**WORKING DATA:**

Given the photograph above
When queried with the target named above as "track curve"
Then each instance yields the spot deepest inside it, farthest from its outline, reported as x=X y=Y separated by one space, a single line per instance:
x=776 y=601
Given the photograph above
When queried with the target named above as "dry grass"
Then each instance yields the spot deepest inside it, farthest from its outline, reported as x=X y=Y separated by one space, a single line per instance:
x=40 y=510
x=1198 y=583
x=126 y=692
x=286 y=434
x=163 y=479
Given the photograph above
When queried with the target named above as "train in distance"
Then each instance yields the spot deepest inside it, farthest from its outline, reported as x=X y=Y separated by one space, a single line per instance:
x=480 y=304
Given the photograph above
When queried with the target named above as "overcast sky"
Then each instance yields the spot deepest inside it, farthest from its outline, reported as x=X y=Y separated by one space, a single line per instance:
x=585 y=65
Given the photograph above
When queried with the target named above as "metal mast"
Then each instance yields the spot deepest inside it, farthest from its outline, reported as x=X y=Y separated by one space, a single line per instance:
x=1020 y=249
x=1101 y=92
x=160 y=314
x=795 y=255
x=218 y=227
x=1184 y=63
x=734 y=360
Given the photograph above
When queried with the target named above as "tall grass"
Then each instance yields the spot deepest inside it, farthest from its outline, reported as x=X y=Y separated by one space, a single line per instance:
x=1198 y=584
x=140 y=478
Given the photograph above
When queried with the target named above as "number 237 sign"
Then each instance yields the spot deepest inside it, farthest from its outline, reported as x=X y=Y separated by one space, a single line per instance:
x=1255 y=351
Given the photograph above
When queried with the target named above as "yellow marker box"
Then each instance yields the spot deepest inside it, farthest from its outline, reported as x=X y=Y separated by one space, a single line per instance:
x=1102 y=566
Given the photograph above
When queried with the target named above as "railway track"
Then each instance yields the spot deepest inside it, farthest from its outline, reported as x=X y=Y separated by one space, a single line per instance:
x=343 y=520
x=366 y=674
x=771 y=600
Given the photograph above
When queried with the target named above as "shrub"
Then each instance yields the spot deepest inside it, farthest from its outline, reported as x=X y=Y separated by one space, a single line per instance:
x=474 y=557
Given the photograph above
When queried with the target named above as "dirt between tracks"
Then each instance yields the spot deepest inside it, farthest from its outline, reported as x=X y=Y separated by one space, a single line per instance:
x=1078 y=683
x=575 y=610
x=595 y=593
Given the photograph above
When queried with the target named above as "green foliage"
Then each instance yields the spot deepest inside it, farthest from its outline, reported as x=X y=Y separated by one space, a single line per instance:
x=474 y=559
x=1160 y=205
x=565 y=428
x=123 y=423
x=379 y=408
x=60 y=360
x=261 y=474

**WHAT IS EXPECTED:** Gather every line of the records above that contains the string "grass", treating uppercase and lowercase as different.

**EXERCISE OUTPUT:**
When queried with the target named above as "dry grass"
When queried with the target named above as "tall grass"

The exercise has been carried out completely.